— Begin SOURCE MATERIAL —

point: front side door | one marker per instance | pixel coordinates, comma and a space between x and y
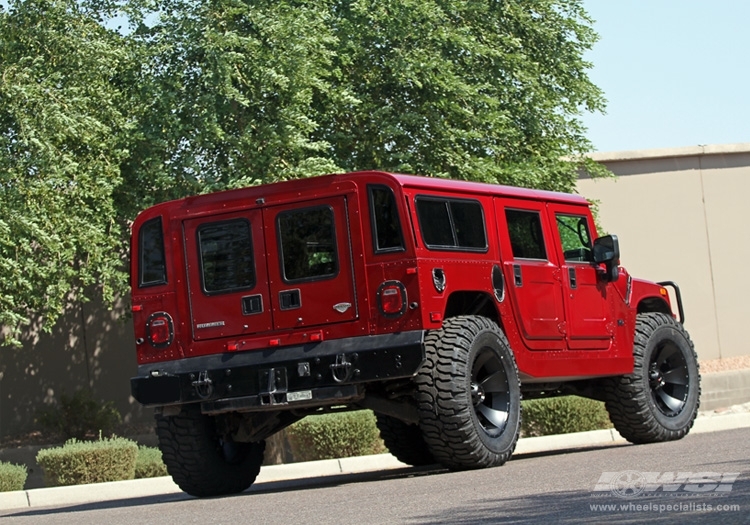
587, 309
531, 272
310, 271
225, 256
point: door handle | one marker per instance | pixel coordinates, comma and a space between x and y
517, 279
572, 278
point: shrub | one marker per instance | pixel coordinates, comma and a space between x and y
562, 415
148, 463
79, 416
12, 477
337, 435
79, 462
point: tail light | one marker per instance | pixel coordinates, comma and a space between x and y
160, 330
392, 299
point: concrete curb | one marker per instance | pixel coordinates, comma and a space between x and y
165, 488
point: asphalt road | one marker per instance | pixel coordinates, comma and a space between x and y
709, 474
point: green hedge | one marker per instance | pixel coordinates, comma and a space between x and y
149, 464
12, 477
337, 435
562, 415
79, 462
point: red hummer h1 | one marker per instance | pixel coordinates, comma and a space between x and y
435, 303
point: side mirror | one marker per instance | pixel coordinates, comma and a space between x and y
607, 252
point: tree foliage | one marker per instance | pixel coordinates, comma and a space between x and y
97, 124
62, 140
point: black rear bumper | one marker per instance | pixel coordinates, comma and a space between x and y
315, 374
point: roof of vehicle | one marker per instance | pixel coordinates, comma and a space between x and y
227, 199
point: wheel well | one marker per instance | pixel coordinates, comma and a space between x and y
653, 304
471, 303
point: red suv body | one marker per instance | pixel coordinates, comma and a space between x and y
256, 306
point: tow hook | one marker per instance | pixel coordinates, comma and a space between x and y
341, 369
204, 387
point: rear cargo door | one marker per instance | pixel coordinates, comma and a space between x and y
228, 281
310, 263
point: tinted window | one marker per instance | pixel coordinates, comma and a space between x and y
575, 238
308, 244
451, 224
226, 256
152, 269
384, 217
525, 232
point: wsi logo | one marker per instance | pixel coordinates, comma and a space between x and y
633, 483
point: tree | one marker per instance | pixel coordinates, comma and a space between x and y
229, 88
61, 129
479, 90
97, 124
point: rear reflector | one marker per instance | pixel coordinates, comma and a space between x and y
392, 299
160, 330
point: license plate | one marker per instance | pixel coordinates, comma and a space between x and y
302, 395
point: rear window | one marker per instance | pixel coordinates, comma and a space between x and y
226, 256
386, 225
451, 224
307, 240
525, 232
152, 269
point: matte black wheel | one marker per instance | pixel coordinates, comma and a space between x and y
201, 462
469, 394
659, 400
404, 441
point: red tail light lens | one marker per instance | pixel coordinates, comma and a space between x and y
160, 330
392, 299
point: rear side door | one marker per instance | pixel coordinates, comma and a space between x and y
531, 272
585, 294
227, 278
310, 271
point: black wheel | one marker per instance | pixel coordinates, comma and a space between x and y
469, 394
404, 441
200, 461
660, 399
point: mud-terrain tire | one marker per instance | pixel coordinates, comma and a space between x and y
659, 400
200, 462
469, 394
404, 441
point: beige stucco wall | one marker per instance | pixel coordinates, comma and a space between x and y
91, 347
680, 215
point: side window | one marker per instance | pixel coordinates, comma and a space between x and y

— End SOURCE MATERIAL —

EXERCISE TASK
Output an exact copy of the material, with the pictures removed.

RESULT OF THE EXERCISE
point: front side door | one marker per instance | pixel coordinates, comma and a space between x and y
587, 309
531, 272
310, 271
225, 256
point: door handle | one marker per instance | pixel coordinates, comma and a space between x and y
517, 279
572, 278
point: shrub | one marker per instance | pixel coordinates, comma and a space between x and y
562, 415
148, 463
79, 416
12, 477
337, 435
79, 462
point: tail light | one marker per instance | pixel coordinates, comma and a space between x and y
160, 330
392, 299
point: concrete curb | one marker per instance | pixel coordinates, comma and a space between x and y
165, 488
point: asphalt road | one marker per instance | pixel coordinates, comma and a space between x and y
709, 474
point: green hedge | one marker per instance | pixel coordinates, comma and a space between x and y
149, 464
12, 477
337, 435
562, 415
79, 462
point: red hummer h1 | one marker per instance | pixel coordinates, comma and a space between x and y
435, 303
point: side mirror | one marker per instance | pixel coordinates, comma and a space between x and y
607, 252
point: tree foliage | one marker per instance | pixel coordinates, comma and a space between x and y
97, 124
62, 140
point: black rear bumper | one marker per instance | pixel coordinates, comma and a space between x and y
315, 374
point: roof of vehicle | one marker per instance | pixel coordinates, comma and a space between x and y
227, 199
point: wheel well | one marker per instance | pixel coordinates, comma and a space between x and y
653, 304
471, 303
point: red suv body | one marker per instance | pixel coordinates, comma and a space between x and y
256, 306
point: tow hook | one marker per instance | pixel coordinates, comma and a space between x and y
341, 369
204, 387
point: rear cargo door | one marker per instance | pixel coordinates, comma and a space between x and y
228, 281
310, 263
point: tinted window | one marker per instance | pixel coordinates, comma and a space between x and y
575, 238
308, 244
451, 224
226, 256
152, 269
384, 217
525, 232
point: wsi logo | one marker per instance | pixel coordinates, comma and a space between x and y
633, 483
point: tree | one marker per instance | pixel coordinates, comma and a space between x and y
229, 88
61, 129
479, 90
97, 124
point: rear reflector | one marker per instance | pixel coordinates, comma and a space between x and y
392, 299
160, 330
point: license plate | one marker per instance | pixel coordinates, comma and a space between x and y
302, 395
point: rear window | one marker per instance | pixel coordinates, comma and a space between x and y
226, 256
386, 225
451, 224
307, 240
525, 232
152, 269
point: matte black wheel | one marker per instance | pixel coordinates, comma and a space between x and y
201, 462
469, 394
659, 400
404, 441
point: red tail light lens | one marker per instance | pixel coordinates, comma and a space between x and y
160, 330
392, 299
point: rear side door | one marker per instance | pixel coordinates, comma and a space between x and y
531, 272
585, 294
227, 278
310, 271
point: black wheel | one marker per instance | pixel coordinates, comma and a space between x and y
469, 394
404, 441
200, 461
660, 399
point: mud-terrain tire | one marker per instance | pixel coordinates, comma and a space between x and y
659, 400
200, 462
469, 394
404, 441
point: beige stucco wall | one marker per instance | pixel coordinates, comma and a space between x and y
91, 347
680, 215
point: side window | one marker per instance | pixel coordinates, comma and a space between x and y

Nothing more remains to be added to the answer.